§ **EXTRACTED TEXT**
A few months ago after a moment of uncharacteristic positivity, I made a casual enquiry with various instructors about what my chances were at ever passing a driving test should I choose to learn the practicalities prior to actually taking one. I spoke to several driving instructors and informed them that the total experience I have when it comes to driving amounted to playing Mario Kart on the Super Nintendo when I was 12, being forced to watch Formula One against my will whenever I visit my friend Steve, and gleefully grabbing the wheel of the car and lurching it into oncoming traffic for fun every time I’m in the car with my best mate, Phil. I was told that while this was all reassuring experience it probably wouldn’t help me learn to drive in real life so I should best get some lessons booked in. So I did.

§ **THINGS TO DO**
(1) Quote the passage about learning to drive from "A few months" to "in. So I did.".
(2) According to the passage about learning to drive, what game did the writer play at age 12?

§ **DATASET EXCERPTS**
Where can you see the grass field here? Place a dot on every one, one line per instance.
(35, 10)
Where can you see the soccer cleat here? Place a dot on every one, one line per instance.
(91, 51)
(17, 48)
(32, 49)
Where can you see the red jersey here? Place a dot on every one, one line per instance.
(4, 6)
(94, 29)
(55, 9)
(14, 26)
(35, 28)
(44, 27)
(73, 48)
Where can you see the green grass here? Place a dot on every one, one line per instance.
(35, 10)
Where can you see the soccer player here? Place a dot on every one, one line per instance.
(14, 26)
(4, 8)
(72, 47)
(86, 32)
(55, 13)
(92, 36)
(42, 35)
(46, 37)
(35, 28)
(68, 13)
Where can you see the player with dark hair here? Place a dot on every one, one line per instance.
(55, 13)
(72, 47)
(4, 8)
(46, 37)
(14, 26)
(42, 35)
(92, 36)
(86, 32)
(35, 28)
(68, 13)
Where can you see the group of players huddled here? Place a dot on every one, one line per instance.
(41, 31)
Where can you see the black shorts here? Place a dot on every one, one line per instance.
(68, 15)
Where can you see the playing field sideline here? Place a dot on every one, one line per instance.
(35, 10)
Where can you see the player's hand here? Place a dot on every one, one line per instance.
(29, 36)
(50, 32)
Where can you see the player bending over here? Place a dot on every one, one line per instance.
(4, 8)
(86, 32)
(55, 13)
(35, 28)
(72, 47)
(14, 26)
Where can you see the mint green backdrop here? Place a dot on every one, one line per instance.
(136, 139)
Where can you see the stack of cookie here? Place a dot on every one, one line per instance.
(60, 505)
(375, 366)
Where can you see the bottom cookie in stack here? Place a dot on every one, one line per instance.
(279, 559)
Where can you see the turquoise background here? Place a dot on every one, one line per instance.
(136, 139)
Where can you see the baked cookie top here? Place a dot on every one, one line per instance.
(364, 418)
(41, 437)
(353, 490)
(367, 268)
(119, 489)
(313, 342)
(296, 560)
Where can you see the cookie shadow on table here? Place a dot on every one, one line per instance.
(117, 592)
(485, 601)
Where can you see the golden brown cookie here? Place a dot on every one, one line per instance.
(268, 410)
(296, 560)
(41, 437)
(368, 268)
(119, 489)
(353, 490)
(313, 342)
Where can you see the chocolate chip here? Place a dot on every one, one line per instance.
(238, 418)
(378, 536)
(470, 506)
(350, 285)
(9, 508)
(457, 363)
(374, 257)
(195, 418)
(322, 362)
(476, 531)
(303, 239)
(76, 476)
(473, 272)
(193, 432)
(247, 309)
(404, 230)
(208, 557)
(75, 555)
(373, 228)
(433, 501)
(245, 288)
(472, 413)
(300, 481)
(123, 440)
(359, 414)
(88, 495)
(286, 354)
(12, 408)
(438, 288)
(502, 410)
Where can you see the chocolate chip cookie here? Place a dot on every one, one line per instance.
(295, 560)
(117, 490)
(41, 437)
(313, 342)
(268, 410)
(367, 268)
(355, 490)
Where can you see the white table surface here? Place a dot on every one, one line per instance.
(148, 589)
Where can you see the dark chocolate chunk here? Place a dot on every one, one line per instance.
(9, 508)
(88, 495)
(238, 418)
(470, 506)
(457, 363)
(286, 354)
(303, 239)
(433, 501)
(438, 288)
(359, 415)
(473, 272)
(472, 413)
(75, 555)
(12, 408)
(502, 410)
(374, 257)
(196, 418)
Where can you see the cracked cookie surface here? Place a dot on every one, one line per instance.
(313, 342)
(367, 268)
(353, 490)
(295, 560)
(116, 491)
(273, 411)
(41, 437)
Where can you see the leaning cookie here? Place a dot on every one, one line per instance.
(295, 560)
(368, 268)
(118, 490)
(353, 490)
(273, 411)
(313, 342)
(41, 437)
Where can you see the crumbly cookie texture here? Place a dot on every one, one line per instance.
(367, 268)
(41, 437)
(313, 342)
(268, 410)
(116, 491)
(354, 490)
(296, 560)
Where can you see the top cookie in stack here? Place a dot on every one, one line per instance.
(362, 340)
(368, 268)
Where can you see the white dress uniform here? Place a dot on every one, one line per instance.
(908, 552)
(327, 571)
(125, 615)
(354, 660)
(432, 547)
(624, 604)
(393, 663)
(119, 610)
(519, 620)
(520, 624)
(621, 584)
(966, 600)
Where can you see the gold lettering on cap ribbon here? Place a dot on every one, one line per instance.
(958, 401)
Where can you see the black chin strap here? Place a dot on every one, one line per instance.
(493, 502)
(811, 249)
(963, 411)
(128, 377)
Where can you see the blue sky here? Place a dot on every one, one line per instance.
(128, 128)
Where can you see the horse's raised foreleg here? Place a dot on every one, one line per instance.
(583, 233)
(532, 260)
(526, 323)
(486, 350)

§ **WRITTEN RESPONSES**
(1)
A few months ago after a moment of uncharacteristic positivity, I made a casual enquiry with various instructors about what my chances were at ever passing a driving test should I choose to learn the practicalities prior to actually taking one. I spoke to several driving instructors and informed them that the total experience I have when it comes to driving amounted to playing Mario Kart on the Super Nintendo when I was 12, being forced to watch Formula One against my will whenever I visit my friend Steve, and gleefully grabbing the wheel of the car and lurching it into oncoming traffic for fun every time I’m in the car with my best mate, Phil. I was told that while this was all reassuring experience it probably wouldn’t help me learn to drive in real life so I should best get some lessons booked in. So I did.

(2) Mario Kart on the Super Nintendo.